▶ **Task description**:
Reproduce every item below word for word, and leave the pictures out of your answer.

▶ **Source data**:
#####

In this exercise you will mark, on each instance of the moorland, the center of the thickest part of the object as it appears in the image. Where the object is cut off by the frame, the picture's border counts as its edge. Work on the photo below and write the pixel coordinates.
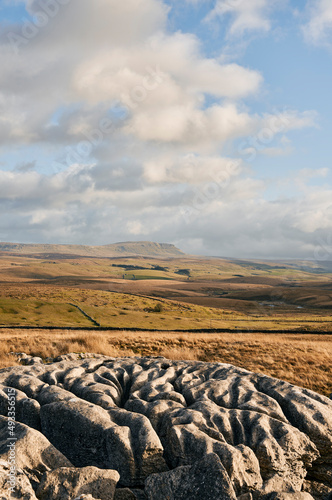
(144, 298)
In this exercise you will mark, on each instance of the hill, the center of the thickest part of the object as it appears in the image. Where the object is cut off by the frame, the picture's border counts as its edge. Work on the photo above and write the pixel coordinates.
(125, 249)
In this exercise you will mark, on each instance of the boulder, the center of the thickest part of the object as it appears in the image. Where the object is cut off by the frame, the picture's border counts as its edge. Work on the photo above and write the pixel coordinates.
(207, 478)
(142, 416)
(31, 450)
(67, 483)
(14, 483)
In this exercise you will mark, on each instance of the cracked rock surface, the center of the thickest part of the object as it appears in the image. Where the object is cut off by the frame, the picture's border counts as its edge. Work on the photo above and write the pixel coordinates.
(105, 428)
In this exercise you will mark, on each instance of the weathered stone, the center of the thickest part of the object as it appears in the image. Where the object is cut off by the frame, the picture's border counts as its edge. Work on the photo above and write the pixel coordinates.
(128, 414)
(318, 490)
(124, 494)
(207, 478)
(14, 483)
(26, 410)
(66, 483)
(32, 451)
(97, 440)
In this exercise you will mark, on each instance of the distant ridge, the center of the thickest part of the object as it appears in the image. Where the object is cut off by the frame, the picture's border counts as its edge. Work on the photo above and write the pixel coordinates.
(124, 249)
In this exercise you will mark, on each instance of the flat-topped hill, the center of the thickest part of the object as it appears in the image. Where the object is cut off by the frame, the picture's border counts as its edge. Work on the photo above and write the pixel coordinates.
(125, 249)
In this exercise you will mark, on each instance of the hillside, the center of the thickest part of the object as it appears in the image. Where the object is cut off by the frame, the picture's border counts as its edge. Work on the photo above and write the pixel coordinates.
(125, 249)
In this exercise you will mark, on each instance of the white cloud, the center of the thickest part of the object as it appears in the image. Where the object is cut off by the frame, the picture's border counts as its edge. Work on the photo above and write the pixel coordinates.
(247, 16)
(176, 113)
(318, 30)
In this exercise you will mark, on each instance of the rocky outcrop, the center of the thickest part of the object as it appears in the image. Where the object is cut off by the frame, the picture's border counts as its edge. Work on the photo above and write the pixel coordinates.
(207, 478)
(68, 483)
(154, 428)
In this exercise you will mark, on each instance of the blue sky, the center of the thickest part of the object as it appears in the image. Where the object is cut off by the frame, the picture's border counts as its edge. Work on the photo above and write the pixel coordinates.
(205, 123)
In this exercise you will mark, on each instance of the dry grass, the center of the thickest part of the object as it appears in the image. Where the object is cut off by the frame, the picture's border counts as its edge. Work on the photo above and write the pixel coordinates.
(304, 360)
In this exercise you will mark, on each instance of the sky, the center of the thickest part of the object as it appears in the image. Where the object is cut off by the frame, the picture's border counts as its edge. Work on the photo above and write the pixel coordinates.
(202, 123)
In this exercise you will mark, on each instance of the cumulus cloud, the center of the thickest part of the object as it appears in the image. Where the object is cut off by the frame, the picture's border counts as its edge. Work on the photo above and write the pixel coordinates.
(137, 125)
(247, 16)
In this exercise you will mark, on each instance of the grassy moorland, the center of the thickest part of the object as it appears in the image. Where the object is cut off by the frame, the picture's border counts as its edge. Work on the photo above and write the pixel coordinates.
(303, 360)
(173, 294)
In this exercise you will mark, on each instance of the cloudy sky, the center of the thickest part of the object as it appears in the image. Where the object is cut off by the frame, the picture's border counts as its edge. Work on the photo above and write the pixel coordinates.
(203, 123)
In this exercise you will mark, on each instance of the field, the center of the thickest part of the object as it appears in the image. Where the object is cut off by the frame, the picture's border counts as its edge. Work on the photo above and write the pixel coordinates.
(273, 317)
(303, 360)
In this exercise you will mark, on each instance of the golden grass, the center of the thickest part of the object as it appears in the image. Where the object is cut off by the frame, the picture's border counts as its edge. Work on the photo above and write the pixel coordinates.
(304, 360)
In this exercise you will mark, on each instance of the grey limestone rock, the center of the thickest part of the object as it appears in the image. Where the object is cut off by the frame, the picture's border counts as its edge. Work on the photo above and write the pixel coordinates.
(19, 488)
(207, 478)
(67, 483)
(33, 452)
(143, 416)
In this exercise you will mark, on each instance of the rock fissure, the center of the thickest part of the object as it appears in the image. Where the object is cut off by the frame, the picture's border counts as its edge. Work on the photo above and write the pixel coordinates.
(153, 425)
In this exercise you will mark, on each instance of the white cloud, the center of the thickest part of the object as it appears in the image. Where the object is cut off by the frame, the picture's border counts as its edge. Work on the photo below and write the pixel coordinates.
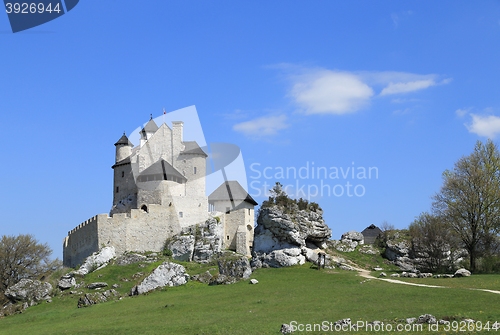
(329, 92)
(461, 112)
(405, 87)
(263, 126)
(487, 125)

#####

▶ **Answer for this exercise**:
In this exercise you will mark, on each instance of the moorland, the center of the thickest part of the object as it appears in the image. Where the object is cut off by the frame, the picture's border counts as its edge. Work on the photo below and write the pixel coordinates.
(144, 298)
In this exercise you will mark, on each instance of the hill, the center of the thickest part of the object as it appears in the image. Where the object is cut off by the frame, the picture's border counts as its edge. Work on the photo above and write the pixel coordinates.
(125, 249)
In this exercise you will mark, on each instance of the boulder, the center of the thickest part of the object as it appears in the image. Where the object is cut off by the frame, the picture's border counts as its edge. Work on the photo above and write the pixel coordinates.
(207, 478)
(142, 416)
(31, 450)
(67, 483)
(14, 483)
In this exercise you will mark, on each instance of the cracked rock surface, the center of the thickest part of the object as it appears in the image. Where the object is cut off by the frame, the picture's border counts as its edge. Work on the photo above and write the pixel coordinates.
(105, 428)
In this exercise you will mark, on each instance of the weathered stone, the center of the thickest part of the object as it appears in the image. Where the object is cut off by the frame, the picture's border counts as its edge. Work on the photo above and write the pixel coordinates.
(128, 414)
(318, 490)
(124, 494)
(207, 478)
(14, 483)
(26, 410)
(66, 483)
(32, 451)
(97, 440)
In this exercise you will mark, on each instance of the distant ridge, the center of the thickest part of the object as it appears in the image. Where the object is cut off by the frame, the picture's border counts as its edge. Work on the photo above and write the pixel coordinates.
(124, 249)
In this exercise you will mark, on each instance of the flat-topped hill, the center of the thickest part of the object as it appears in the image. Where the object is cut off by the frame, the picture's border counts as its edge. Work on the photo above and write the pixel coordinates.
(125, 249)
In this exercise you will mark, on each instance of the hillside, the center of the thickest part of the object as it appears in the image. Where the object is cut off by the frame, the picture's border counts as its edge. Work on the photo above and write the pixel coordinates.
(125, 249)
In this exercise you will mark, on each instance of the white cloud, the center of the thickest part of the object as it appears in the image. Where the object is cut off by the frame, the picture's border counts as its edge. Work on the photo above and write the pixel coordinates.
(247, 16)
(176, 113)
(318, 30)
In this exercise you will mark, on each instance of the rocky outcrop, the center of the thickest part of the object as it appears in the image. Where the object is cut off by the frame, the picture's border counts as its edge. Work on the photo above and write the pixel coordinates.
(207, 478)
(68, 483)
(154, 428)
In this exercise you will mark, on each instance of the blue sky, the center of the thickest part of the object as it appears in the image. Where the object is cut off by the frame, the picture's border counts as its edge. Work on the photo above and write the pixel coordinates.
(205, 123)
In this exercise you will mark, on each instance of the dry grass, the center of the thickest part of the object as it appears in the image. Where the object is cut off by the frame, the picture's border counts as its edge. Work on the photo above and write the pixel coordinates.
(304, 360)
In this exercise you will mark, on each instance of the sky, the center of the thickest part of the object as it appears in the image. Where the object is cut off by the frame, the picture's border counts as its edge. Work on the photo above and write the pixel coordinates.
(202, 123)
In this exercise you will mark, on each instance of the cumulus cloud, the center of the thickest part of the object as it appears in the image. Where the object is cut off by the frame, the picture's border counts as its edge. Work on the photo above and write the pixel coordinates.
(137, 125)
(247, 16)
In this exercise you will mark, on each instance of the grassy moorland, the center of the thickest part of the object as it appears in the image. Where the object is cut off by the frame, the picture's border counts as its edge. Work on the photo above and write the pixel coordinates.
(303, 360)
(173, 294)
In this exercise you will mark, on each instance of the cloudy sky, the center of the thickest part of the object as it appears in the image. Where the object is cut off by the frame, the picture's border counts as its edge. Work on the photo above and write the pixel coordinates.
(203, 123)
In this exercise you will mark, on each instance of the field, the center of the thickest part of the object as it appears in the image. Where the object is cut off by the frame, the picture's border counts as its edge. Work on the photo above and write the pixel coordinates.
(273, 317)
(303, 360)
In this exercise you will mark, on each instance of the golden grass, the center of the thickest part of the object as it appears in the image. Where the object is cut off by the frame, the picture's border counts as its edge. Work on the photo above and write the pixel coordinates.
(304, 360)
In this exercise you will mark, on each instance of the grey limestone rock, the center of the thickest part of the object as it appears in the image. Where the object is cut off by the frame, the picture's border counts as its edge. Work on the photo above and write the pixel coordinates.
(19, 488)
(207, 478)
(67, 483)
(33, 452)
(143, 416)
In this exercise you will mark, on each instance of the rock fissure, the center of the thickest part of the object as it appears in the image. Where the object is cut off by the frame, the picture's border counts as its edge. Work on the photo above and write the pixel coordinates.
(153, 425)
In this exercise you will mark, on each instance of the white cloud, the center of the thickest part of the object as it appears in the image. Where the object is cut off by the frame, the picture's border counts as its edge. Work on the photo below and write the pixel coordinates.
(329, 92)
(461, 112)
(405, 87)
(263, 126)
(487, 125)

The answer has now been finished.